+++ Vorliegender Text
Alles ist wie immer. Der „Amorbacher Klosterchor“ soll einer der Höhepunkte werden in der Prunksitzung des Rüdenauer Carneval-Clubs „Klammhörnli“ im Landkreis Miltenberg. Sakrale Klänge. Höllenrotes Licht. Nebelschwaden. In diese mystische Stimmung hinein schreiten die Klosterbrüder in ihren weinroten Kutten durch den Hintereingang in die Halle. Die vier Musiker des Chores waren bereits seitlich auf die Bühne gestiegen und hatten ihre Plätze eingenommen.
Auch Volker Krug, der Schlagzeuger. Seit fünf Jahren gehört er zum Klosterchor, sie haben ihn „Bruder Rhythmus“ getauft, er gibt den Takt vor. Der Auftritt in Rüdenau vor eineinhalb Wochen sollte eine Probe werden für „Fastnacht in Franken“ an diesem Freitag, 2. Februar. Der Klosterchor wird dort erstmals in der Fernseh-Prunksitzung zu sehen sein.
++++++
+++ Ausgangsmaterial
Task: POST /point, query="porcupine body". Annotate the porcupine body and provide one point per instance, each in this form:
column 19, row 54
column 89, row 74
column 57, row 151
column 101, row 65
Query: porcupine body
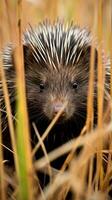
column 57, row 63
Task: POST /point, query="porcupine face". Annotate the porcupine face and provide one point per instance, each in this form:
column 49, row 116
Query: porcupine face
column 57, row 60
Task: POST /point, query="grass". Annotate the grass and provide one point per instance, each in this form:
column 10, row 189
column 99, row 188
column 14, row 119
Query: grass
column 24, row 181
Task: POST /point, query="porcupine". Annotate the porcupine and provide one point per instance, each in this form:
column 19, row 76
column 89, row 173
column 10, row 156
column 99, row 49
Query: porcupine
column 57, row 64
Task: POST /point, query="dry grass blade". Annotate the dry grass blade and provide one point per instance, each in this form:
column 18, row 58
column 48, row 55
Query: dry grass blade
column 49, row 128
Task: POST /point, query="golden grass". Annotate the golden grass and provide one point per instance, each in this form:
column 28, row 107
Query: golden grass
column 14, row 17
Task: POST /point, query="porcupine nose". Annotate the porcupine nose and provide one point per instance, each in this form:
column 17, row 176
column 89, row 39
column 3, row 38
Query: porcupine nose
column 57, row 106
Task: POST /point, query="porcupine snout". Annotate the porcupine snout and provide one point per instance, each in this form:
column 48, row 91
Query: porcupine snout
column 57, row 106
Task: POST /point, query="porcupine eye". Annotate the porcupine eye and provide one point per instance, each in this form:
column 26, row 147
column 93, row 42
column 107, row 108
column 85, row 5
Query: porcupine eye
column 42, row 87
column 74, row 85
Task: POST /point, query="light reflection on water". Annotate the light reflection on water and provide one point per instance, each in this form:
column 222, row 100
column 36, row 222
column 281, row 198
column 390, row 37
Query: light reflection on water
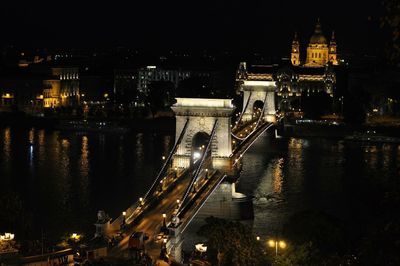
column 68, row 177
column 64, row 178
column 287, row 176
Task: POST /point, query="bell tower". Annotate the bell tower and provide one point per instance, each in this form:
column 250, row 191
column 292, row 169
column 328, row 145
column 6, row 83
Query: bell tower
column 295, row 57
column 333, row 50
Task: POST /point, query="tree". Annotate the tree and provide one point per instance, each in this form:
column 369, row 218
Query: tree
column 392, row 21
column 231, row 243
column 160, row 96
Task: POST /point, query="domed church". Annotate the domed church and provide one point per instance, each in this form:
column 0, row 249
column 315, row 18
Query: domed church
column 319, row 53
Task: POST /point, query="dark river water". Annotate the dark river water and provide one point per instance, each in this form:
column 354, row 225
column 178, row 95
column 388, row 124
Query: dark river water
column 55, row 182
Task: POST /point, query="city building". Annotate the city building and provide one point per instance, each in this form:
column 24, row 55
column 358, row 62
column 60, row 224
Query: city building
column 125, row 87
column 62, row 88
column 148, row 74
column 296, row 79
column 319, row 52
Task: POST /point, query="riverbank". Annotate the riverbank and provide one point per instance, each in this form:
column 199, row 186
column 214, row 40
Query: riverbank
++++++
Anhand der Angaben:
- A) Wie lange gehört Volker Krug laut dem Text über den Amorbacher Klosterchor schon zum Chor?
- B) Nenne alle Bestandteile der mystischen Stimmung, die der Text über den Amorbacher Klosterchor vor dem Einzug der Klosterbrüder aufzählt.
- C) Prüfe anhand des Textes über den Amorbacher Klosterchor, ob die folgenden Aussagen zutreffen: (i) Die Musiker des Chores betraten die Halle durch den Hintereingang. (ii) Zum Chor gehören vier Musiker. (iii) Der Klosterchor war schon früher in der Fernseh-Prunksitzung zu sehen.

Antworten zu Aufgaben:
- A) Seit fünf Jahren.

- B) Sakrale Klänge, höllenrotes Licht, Nebelschwaden

- C)
(i) Nein: „Die vier Musiker des Chores waren bereits seitlich auf die Bühne gestiegen und hatten ihre Plätze eingenommen.“
(ii) Ja: „Die vier Musiker des Chores“
(iii) Nein: „Der Klosterchor wird dort erstmals in der Fernseh-Prunksitzung zu sehen sein.“